The name of Septimus Lloyd Chase will be cherished longer, and have a warmer place in the memories of all Churchmen who remember Melbourne in its early days, than that of many a man of more brilliant parts or popular gifts.

The record of his ministry is not one of notable utterances or conspicuous achievements, any more than that of his life is one of the striking incidents or picturesque vicissitudes, yet was the effect of his teaching upon those who came under his influence out of all proportion to his learning or eloquence or intellectual force.

The reputation which he already had when he came out 45 years ago, a man young in years, but with judgement and experience far beyond his years, to work under Bishop Perry in the new Diocese of Melbourne, was one which every true minister would most covet for his own - that of saintliness of life.

Everything changed with him and with the colony before he had been many months in Melbourne. Having come out, as he thought, to a quiet, half-missionary ministry in a thinly-populated pastoral district, he found himself, almost from the first, in the centre of the flux and fever of the goldfield discovery. For the few settlers and their families to whom he expected to minister, he was called in succession to the incumbency of three city churches, involving the charge at different times of the wealthiest, the busiest, and the poorest parts of the population of the metropolis.

But the man himself never changed. The old savour of personal holiness and unworldliness clung to him through all, giving him such influence with Churchmen of all schools and classes that, although he had little or no turn for public life, or for what may be called the politics of the Church, and had no pretence to be a debater, the Church Assembly, that always has an unerring instinct for a good man, chose him again and again, while his health lasted, among its foremost men to a place on the Bishop's Council, the Cathedral Chapter, and the Bishopric Election Board.

(Dataset entries)
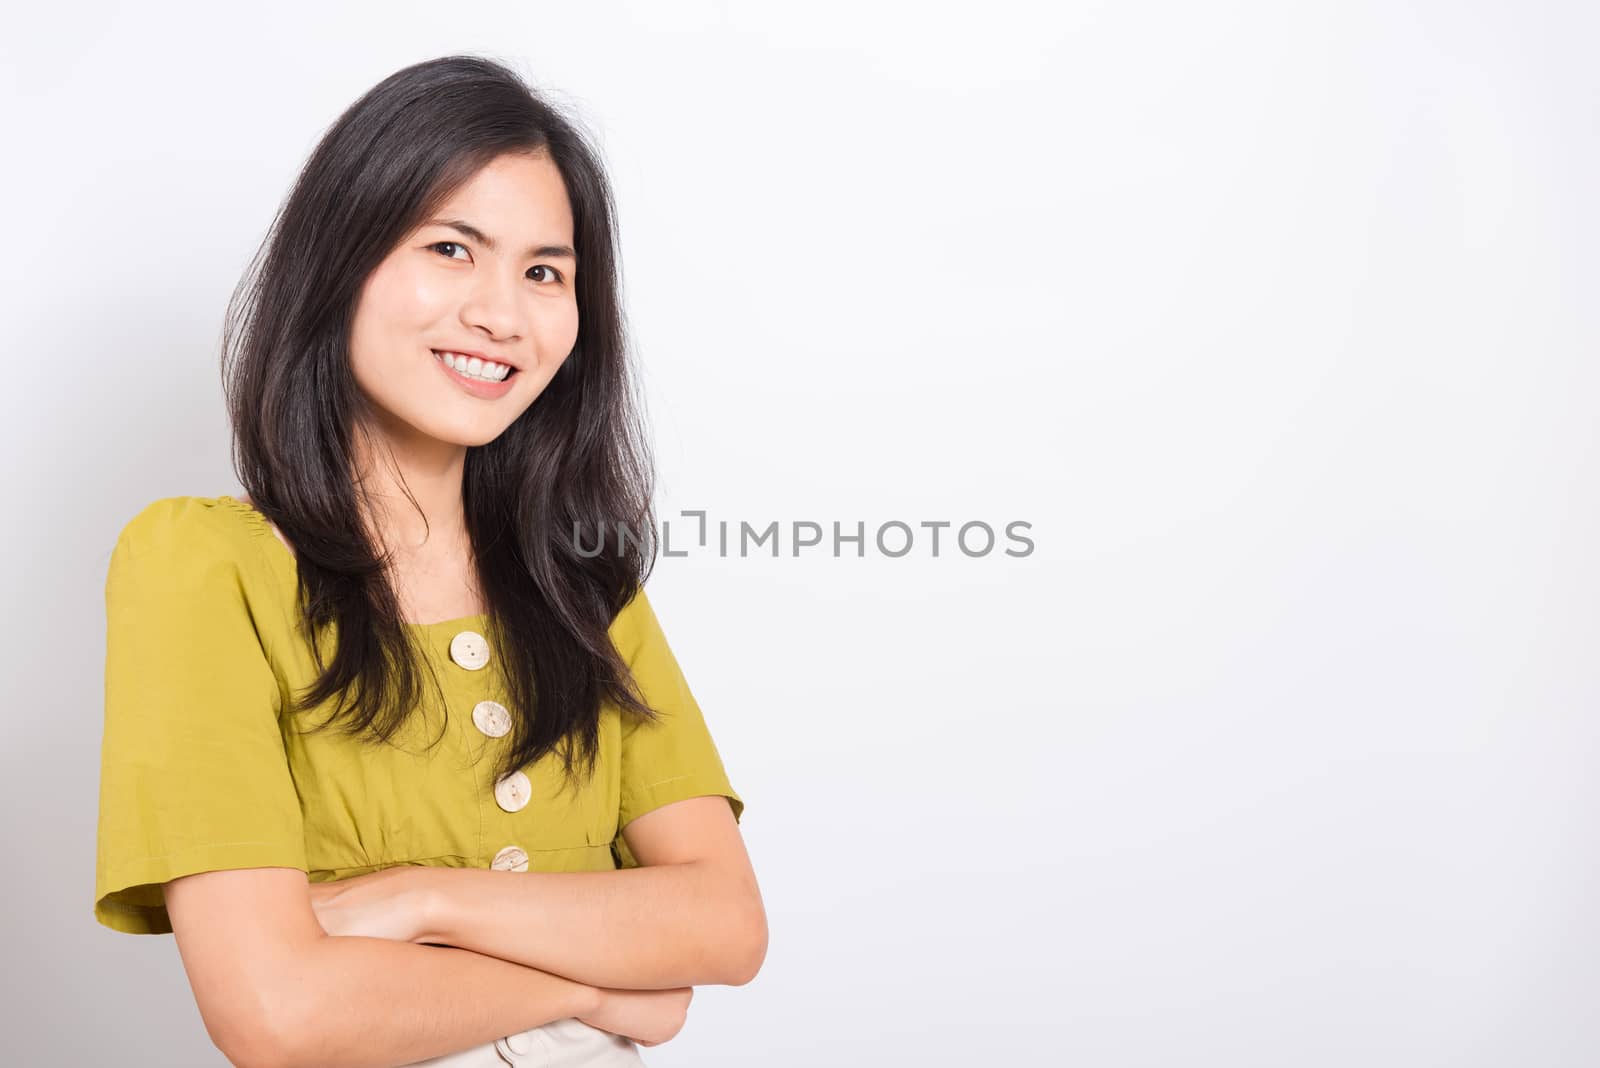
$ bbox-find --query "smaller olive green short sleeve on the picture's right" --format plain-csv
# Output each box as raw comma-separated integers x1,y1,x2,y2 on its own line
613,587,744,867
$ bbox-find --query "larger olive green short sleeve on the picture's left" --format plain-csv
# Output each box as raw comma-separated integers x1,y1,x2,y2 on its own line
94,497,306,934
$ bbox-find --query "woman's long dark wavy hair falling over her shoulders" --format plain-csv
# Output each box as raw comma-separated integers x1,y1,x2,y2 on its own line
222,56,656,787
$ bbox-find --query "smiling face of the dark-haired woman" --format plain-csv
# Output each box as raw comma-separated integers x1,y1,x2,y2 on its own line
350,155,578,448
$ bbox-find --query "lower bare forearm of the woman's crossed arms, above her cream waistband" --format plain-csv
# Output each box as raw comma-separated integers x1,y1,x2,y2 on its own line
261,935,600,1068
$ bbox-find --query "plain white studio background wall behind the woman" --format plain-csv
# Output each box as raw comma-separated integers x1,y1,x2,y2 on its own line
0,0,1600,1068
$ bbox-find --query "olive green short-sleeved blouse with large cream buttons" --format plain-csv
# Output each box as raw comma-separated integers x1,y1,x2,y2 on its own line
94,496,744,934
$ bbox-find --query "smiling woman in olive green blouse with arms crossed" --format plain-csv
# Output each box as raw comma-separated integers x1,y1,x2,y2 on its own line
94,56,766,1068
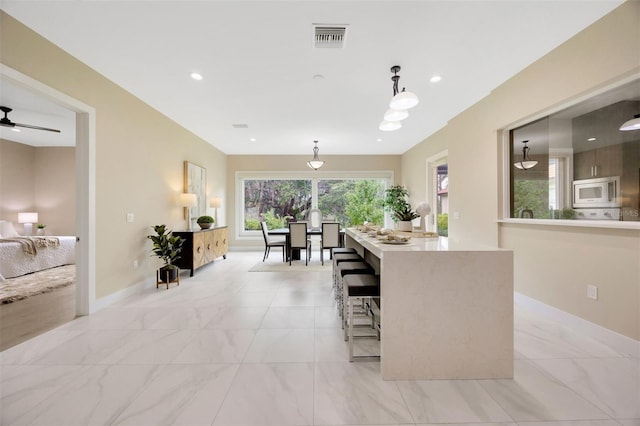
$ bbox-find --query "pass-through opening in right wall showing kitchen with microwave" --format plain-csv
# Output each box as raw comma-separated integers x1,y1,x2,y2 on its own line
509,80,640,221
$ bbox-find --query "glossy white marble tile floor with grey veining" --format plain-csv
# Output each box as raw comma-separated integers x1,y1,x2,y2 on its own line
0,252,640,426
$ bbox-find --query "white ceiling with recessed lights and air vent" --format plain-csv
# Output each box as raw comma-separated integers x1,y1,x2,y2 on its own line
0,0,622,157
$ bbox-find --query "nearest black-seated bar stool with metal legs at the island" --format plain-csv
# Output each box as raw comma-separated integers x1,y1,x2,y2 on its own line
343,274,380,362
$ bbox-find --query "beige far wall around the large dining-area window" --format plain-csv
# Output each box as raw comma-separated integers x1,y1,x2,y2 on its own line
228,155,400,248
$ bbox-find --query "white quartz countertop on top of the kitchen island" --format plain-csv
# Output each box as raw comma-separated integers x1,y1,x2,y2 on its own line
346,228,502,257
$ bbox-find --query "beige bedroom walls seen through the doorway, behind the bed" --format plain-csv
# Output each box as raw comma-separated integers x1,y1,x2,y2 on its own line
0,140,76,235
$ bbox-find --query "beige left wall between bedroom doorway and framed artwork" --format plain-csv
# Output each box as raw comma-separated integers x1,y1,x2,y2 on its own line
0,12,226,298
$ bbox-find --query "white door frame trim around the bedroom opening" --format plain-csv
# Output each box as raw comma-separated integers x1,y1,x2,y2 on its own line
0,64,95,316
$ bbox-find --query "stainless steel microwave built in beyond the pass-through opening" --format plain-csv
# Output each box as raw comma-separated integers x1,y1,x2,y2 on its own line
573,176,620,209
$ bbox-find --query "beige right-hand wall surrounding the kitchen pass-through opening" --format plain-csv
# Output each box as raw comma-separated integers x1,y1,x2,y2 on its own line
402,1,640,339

### Work task
Set down, word for word, the part of the passage on Septimus Lloyd Chase that runs from "Everything changed with" up to and including "of the metropolis.".

### Exercise output
Everything changed with him and with the colony before he had been many months in Melbourne. Having come out, as he thought, to a quiet, half-missionary ministry in a thinly-populated pastoral district, he found himself, almost from the first, in the centre of the flux and fever of the goldfield discovery. For the few settlers and their families to whom he expected to minister, he was called in succession to the incumbency of three city churches, involving the charge at different times of the wealthiest, the busiest, and the poorest parts of the population of the metropolis.